Go to the line below containing "positive clicks: (329, 411) (321, 410)" and print exactly from there through the line containing "box: [910, 373, 975, 410]", both included. Print nothing else.

Saved data entries
* * * * * * *

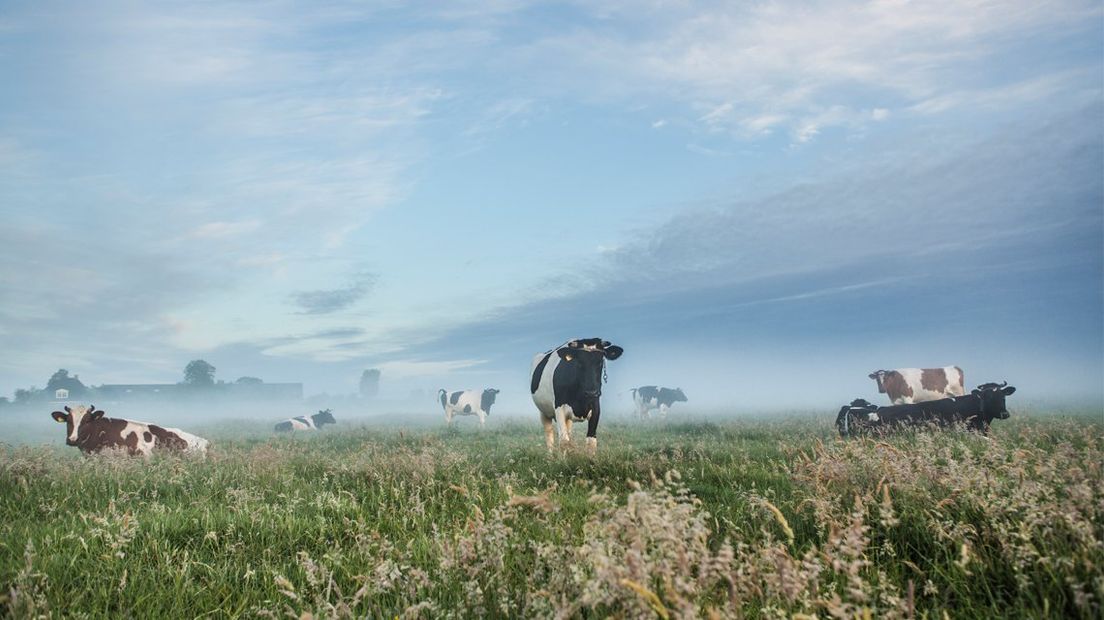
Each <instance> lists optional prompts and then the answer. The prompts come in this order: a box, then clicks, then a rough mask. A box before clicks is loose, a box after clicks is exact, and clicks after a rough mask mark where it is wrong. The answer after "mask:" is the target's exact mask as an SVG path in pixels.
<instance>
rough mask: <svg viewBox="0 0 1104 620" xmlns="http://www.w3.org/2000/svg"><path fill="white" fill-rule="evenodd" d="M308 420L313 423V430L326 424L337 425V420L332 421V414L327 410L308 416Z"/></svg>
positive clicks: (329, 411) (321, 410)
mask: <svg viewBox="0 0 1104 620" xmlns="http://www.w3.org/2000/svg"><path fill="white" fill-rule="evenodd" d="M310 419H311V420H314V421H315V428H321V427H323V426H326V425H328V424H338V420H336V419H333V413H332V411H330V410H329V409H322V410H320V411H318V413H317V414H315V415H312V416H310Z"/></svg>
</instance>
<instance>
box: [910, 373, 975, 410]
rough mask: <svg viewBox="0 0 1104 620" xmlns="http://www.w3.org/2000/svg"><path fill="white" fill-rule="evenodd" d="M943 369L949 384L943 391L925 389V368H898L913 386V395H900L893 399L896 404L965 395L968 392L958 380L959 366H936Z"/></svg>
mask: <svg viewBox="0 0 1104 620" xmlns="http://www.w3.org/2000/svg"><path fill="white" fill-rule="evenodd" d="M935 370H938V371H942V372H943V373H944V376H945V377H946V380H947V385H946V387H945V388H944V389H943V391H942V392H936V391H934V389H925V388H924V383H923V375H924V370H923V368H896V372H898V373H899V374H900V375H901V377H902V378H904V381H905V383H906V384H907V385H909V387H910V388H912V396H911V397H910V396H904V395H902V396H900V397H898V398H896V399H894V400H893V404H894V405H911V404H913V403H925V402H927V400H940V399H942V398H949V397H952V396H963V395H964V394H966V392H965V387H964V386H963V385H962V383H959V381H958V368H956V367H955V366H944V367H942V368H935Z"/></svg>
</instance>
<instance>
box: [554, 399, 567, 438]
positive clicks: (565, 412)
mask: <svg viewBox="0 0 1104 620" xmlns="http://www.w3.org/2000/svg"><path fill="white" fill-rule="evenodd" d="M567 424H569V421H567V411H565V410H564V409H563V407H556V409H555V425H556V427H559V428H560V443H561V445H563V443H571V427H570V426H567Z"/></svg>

* * * * * * *

:: Result of this exercise ::
positive clicks: (329, 411) (321, 410)
mask: <svg viewBox="0 0 1104 620" xmlns="http://www.w3.org/2000/svg"><path fill="white" fill-rule="evenodd" d="M310 419H311V420H314V421H315V428H321V427H323V426H326V425H328V424H338V420H336V419H333V413H332V411H330V410H329V409H322V410H320V411H318V413H317V414H315V415H312V416H310Z"/></svg>
</instance>
<instance>
box: [910, 373, 975, 410]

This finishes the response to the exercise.